◆ SET TASK 1 ◆
In the article on UC admissions testing, by what date are the workgroups scheduled to submit their final reports?
◆ SET TASK 2 ◆
Write the next part of the article on UC admissions testing, picking up after its last sentence.

For now, the UC remains test-free for admissions. SAT and ACT scores are not used to decide who gets admitted or who receives scholarships. Nothing has changed for students applying to the UC right now.
But the testing debate is back, and families should pay attention. More than 1,400 UC faculty members have signed a letter asking the UC to reinstate SAT or ACT math scores for STEM applicants. At the same time, the UC’s admissions policy committee is formally reviewing whether standardized testing should return in some form.
The Problem
I have been saying for quite some time that standardized testing is likely to come back eventually. Not because the SAT is perfect (it definitely is not). But because colleges need some way to check whether grades, course titles, and transcripts reflect real academic readiness.
That has become harder as grade inflation has increased and grading standards vary widely from one high school to another. An A in Precalculus at one school may not mean the same thing as an A in Precalculus somewhere else. Some schools offer generous grading, retake policies, weighted grades, or accelerated course labels that make students look highly prepared on paper, even when their underlying skills are uneven. Colleges need a way to compare students across very different schools, grading systems, and academic contexts.
For current applicants, the answer is simple. The UC has not brought back the SAT and is still test-blind.
For younger students, especially the high school Class of 2029 and below, the answer is more complicated: some kind of standardized readiness check may return by the time they apply. It may be the SAT, ACT, California’s 11th-grade Smarter Balanced test, a UC-specific readiness index, or different tools for different students. Here is what you need to know, what the timeline actually says, and how students should plan now.
Why Is This Happening?
In an open letter, over 1,400 UC faculty members are warning that too many students are arriving at UC campuses without the math foundation needed for college-level STEM courses. However, this is not just about students struggling in Calculus. The concern is more basic: some students are arriving with gaps in Algebra, fractions, arithmetic, and middle-school-level math skills, even though their high school transcripts show strong grades and advanced math courses.
That is exactly what I wrote about in my earlier article, The College Math Crisis: A’s in Calculus, F’s in Fractions. UC San Diego found that its remedial math enrollment had exploded, and that many students who placed into pre-college math had earned excellent grades in high school math. Some had even taken Precalculus or Calculus.
That is the real problem. If a transcript says “A in Calculus,” but the student cannot reliably handle fractions or Algebra, colleges have a readiness problem. And students pay the price when they are admitted into majors where they are not prepared to succeed.
What Is the UC Doing?
The UC has not changed its admissions policy. What the UC has done is launch a formal review of two separate issues:
Standardized testing: The UC will study whether standardized tests should be used again in first-year admissions, and if so, which tests.
A-G course requirements: The UC will separately review whether its required high school courses still prepare students well enough for college-level work.
These are related, but they are not the same project. The testing review is the one getting the headlines but the A-G review may end up mattering just as much.
This review is being led by the Board of Admissions and Relations with Schools, usually shortened to BOARS. BOARS is the UC faculty committee that oversees undergraduate admissions policy. They study admissions rules and recommends policy changes. These two initiatives do not mean that new rules have been approved.
When Could This Happen?
Any potential changes will not happen this year, and, most likely, not next year either. According to the official timeline, workgroups will be formed in summer 2026, begin meeting in October 2026, and submit final reports by May 15, 2027. After that, any recommendations still have to go through review, consultation, UC leadership, and the UC Board of Regents.

Position annotation records

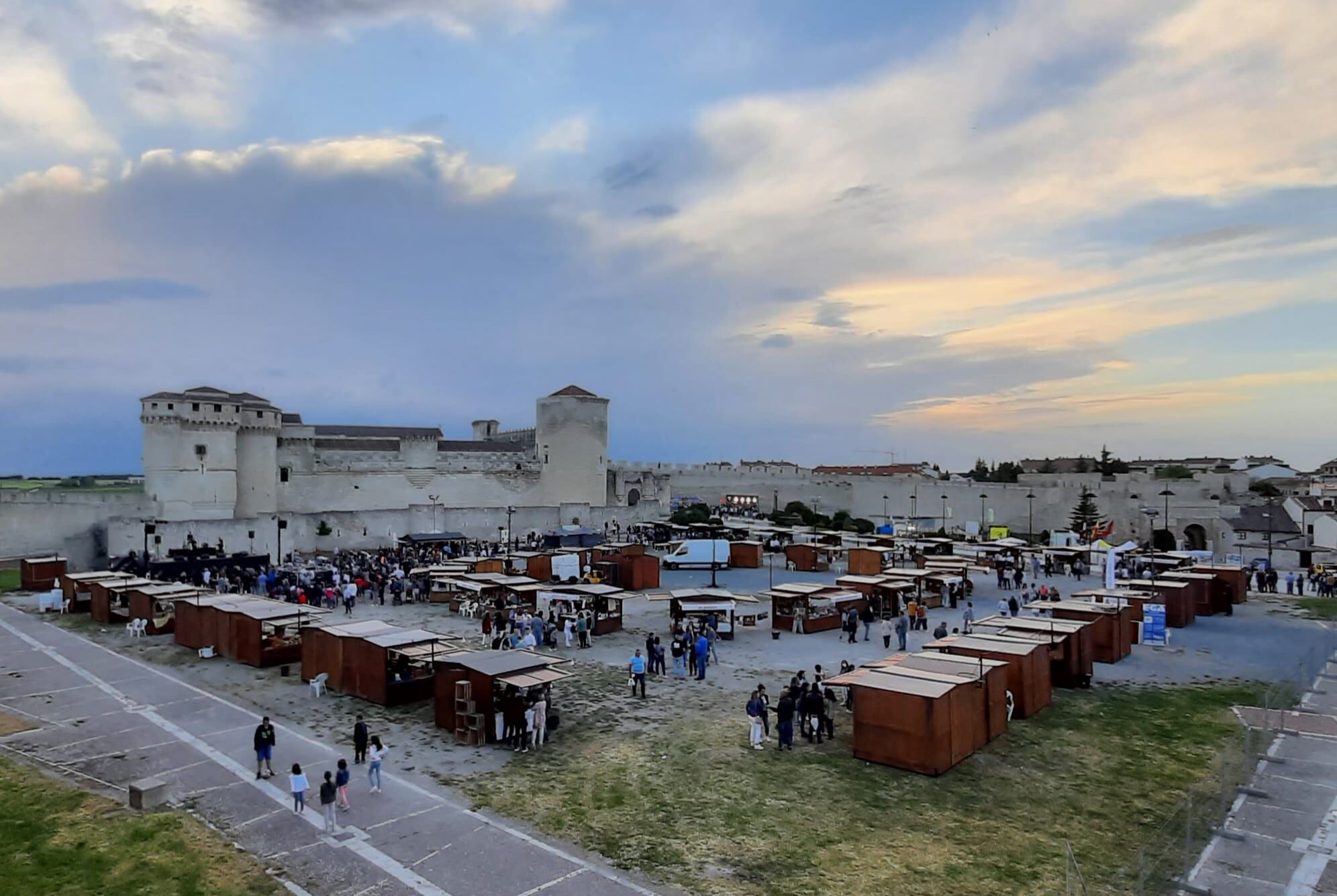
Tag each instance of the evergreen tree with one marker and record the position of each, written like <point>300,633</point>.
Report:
<point>1086,515</point>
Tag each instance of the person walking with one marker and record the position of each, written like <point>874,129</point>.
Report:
<point>754,721</point>
<point>373,769</point>
<point>358,741</point>
<point>328,792</point>
<point>299,785</point>
<point>785,721</point>
<point>264,741</point>
<point>341,779</point>
<point>540,719</point>
<point>638,673</point>
<point>702,656</point>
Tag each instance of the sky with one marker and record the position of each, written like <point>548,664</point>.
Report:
<point>827,233</point>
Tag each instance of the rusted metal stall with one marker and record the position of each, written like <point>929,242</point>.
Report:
<point>258,632</point>
<point>1233,578</point>
<point>809,607</point>
<point>42,573</point>
<point>1211,595</point>
<point>1111,625</point>
<point>993,673</point>
<point>1178,597</point>
<point>75,586</point>
<point>919,721</point>
<point>1028,666</point>
<point>470,688</point>
<point>157,605</point>
<point>373,660</point>
<point>109,599</point>
<point>1070,641</point>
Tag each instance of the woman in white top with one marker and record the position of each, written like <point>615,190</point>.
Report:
<point>373,769</point>
<point>299,785</point>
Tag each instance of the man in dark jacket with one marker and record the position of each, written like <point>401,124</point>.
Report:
<point>785,721</point>
<point>264,749</point>
<point>358,741</point>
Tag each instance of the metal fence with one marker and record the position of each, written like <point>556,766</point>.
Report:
<point>1169,852</point>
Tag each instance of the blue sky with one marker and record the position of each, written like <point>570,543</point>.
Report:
<point>764,229</point>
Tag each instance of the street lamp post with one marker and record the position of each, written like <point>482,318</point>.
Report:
<point>1167,494</point>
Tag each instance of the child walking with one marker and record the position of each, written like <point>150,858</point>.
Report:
<point>341,779</point>
<point>299,785</point>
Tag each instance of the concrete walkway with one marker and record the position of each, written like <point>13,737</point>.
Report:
<point>1281,838</point>
<point>107,721</point>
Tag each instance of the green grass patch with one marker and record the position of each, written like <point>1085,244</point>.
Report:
<point>1319,607</point>
<point>690,805</point>
<point>56,839</point>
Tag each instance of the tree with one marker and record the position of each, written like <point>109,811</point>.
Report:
<point>1086,515</point>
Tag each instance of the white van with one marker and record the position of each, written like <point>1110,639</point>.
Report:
<point>699,551</point>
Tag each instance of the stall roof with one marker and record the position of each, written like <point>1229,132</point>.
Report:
<point>881,680</point>
<point>400,637</point>
<point>501,662</point>
<point>999,645</point>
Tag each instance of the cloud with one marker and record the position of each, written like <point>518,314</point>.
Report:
<point>568,136</point>
<point>95,292</point>
<point>39,107</point>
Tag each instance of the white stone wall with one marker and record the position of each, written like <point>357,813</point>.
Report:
<point>571,442</point>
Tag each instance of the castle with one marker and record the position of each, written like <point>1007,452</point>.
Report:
<point>217,455</point>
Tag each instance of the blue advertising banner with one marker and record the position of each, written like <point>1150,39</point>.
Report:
<point>1153,624</point>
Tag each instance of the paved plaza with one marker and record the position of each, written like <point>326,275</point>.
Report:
<point>107,719</point>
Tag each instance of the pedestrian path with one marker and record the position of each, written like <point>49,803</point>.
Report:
<point>107,719</point>
<point>1281,835</point>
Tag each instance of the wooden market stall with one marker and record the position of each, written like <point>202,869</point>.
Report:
<point>157,605</point>
<point>193,622</point>
<point>809,607</point>
<point>373,660</point>
<point>1211,594</point>
<point>109,599</point>
<point>1178,597</point>
<point>745,555</point>
<point>973,669</point>
<point>42,573</point>
<point>1234,578</point>
<point>603,601</point>
<point>884,593</point>
<point>470,688</point>
<point>1070,641</point>
<point>919,721</point>
<point>729,609</point>
<point>1028,666</point>
<point>1111,625</point>
<point>75,586</point>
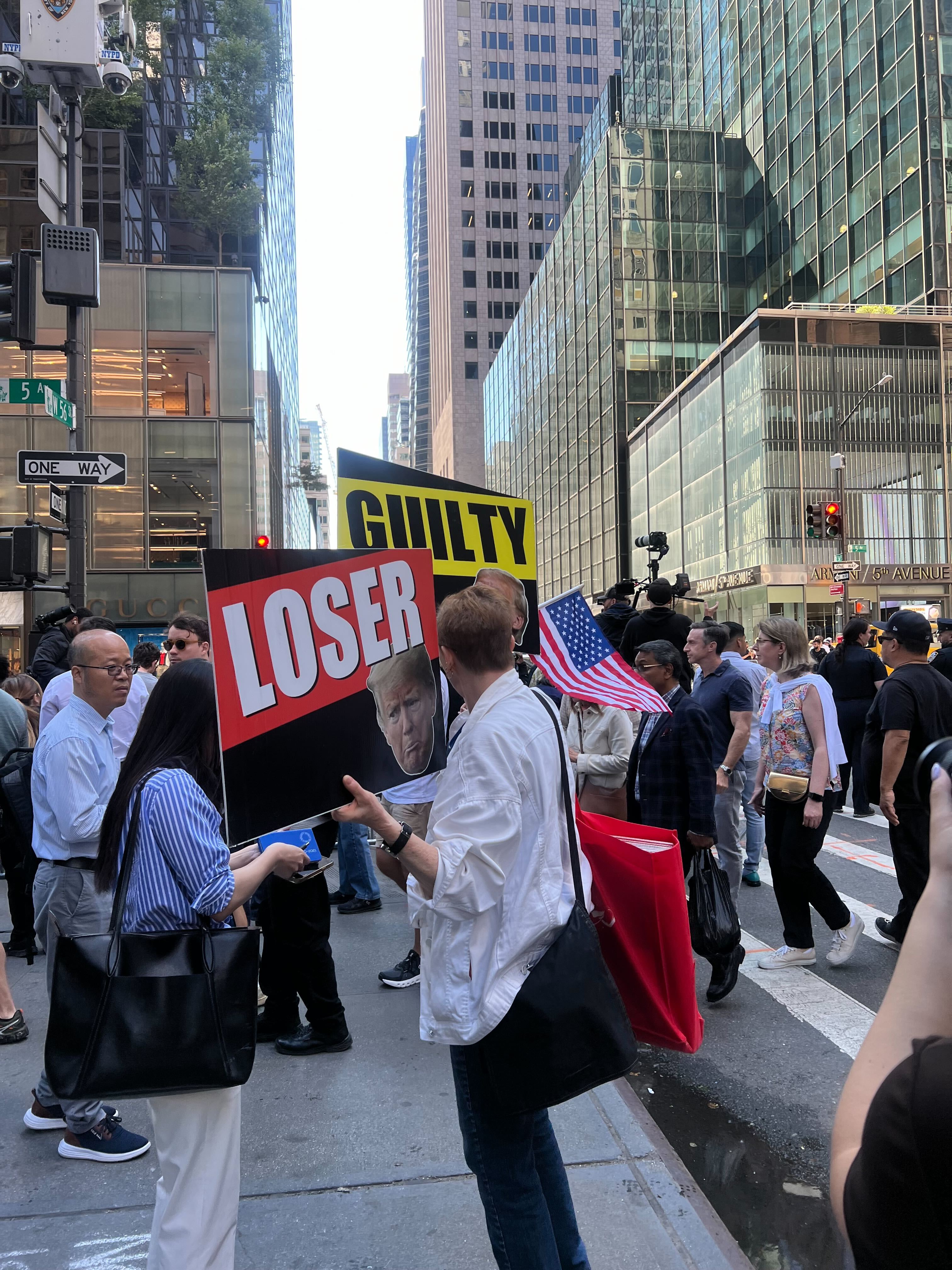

◆ WRITTEN REPLY 1 ◆
May 15, 2027.

◆ WRITTEN REPLY 2 ◆
The earliest any approved change could affect students applying in Fall 2028 (entering the UC in Fall 2029). In high school terms, the earliest group that could be affected is the high school Class of 2029.
That means:
Students applying in Fall 2026 → entering the UC Fall 2027:
No change. The UC is test-free.
Students applying in Fall 2027 → entering the UC Fall 2028:
No expected change. The review process will most likely not be finished in time.
Students applying in Fall 2028 → entering the UC Fall 2029:
This is the earliest possible group that could be affected.
Even for the Class of 2029, nothing is guaranteed yet; the UC has not announced a new testing requirement. But if your student is currently in 9th grade or younger, especially if they are aiming for STEM, engineering, computer science, data science, economics, or another math-heavy field, testing should be on your radar.
Will It Definitely Be the SAT?
Not necessarily. The faculty letter asks for SAT or ACT math scores for STEM applicants. That is one possible path.
But the UC is also looking at California’s Smarter Balanced Assessment, the 11th-grade state test already taken by California public school students. That could create a different system for California residents. For out-of-state and international students, the UC might still need something like the SAT or ACT because those students do not all take California’s state test.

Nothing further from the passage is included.